# READING TEXT:

The question often arises as to whether information can be removed from a bureau after the debt to which that information relates, has been paid in full.
Credit Bureaus are regulated by various laws, codes, policies and constitutions. The Credit Provider Association’s (“CPA”) constitution and the National Credit Act (NCA) specifically deals with the question raised above.
Section 14.6.8 of the CPA Constitution prohibits the removal of data even though the data refers to a debt that has been paid in full. In the event of a consumer having defaulted on payment and subsequently having settled the outstanding debt, the default information can only be updated to “Paid in full”. However, the fact that payment has been missed in the past will remain on the consumer’s profile.
Furthermore, section 70(d)(d) of the National Credit Act (NCA) requires that credit bureaus “retain consumer credit information reported to it for the prescribed period, irrespective of whether that information reflects positively or negatively on the consumer”.
Regulation 17(1) of the General Regulations to the NCA further states that “consumer credit information may be displayed and used for credit scoring or credit assessment for a maximum period as indicated”.

# RECORD EXTRACTS:
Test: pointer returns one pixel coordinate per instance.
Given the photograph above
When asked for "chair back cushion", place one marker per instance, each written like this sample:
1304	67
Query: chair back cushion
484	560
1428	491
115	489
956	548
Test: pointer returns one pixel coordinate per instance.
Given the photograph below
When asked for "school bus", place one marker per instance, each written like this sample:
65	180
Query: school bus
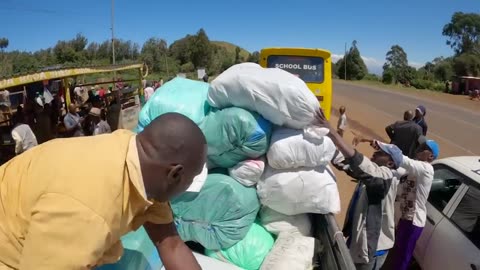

# EXERCISE OBJECTIVE:
Reproduce, word for word, the whole text above on whether credit bureaus can remove information about debts that have been paid in full.

# TASK SOLUTION:
The question often arises as to whether information can be removed from a bureau after the debt to which that information relates, has been paid in full.
Credit Bureaus are regulated by various laws, codes, policies and constitutions. The Credit Provider Association’s (“CPA”) constitution and the National Credit Act (NCA) specifically deals with the question raised above.
Section 14.6.8 of the CPA Constitution prohibits the removal of data even though the data refers to a debt that has been paid in full. In the event of a consumer having defaulted on payment and subsequently having settled the outstanding debt, the default information can only be updated to “Paid in full”. However, the fact that payment has been missed in the past will remain on the consumer’s profile.
Furthermore, section 70(d)(d) of the National Credit Act (NCA) requires that credit bureaus “retain consumer credit information reported to it for the prescribed period, irrespective of whether that information reflects positively or negatively on the consumer”.
Regulation 17(1) of the General Regulations to the NCA further states that “consumer credit information may be displayed and used for credit scoring or credit assessment for a maximum period as indicated”.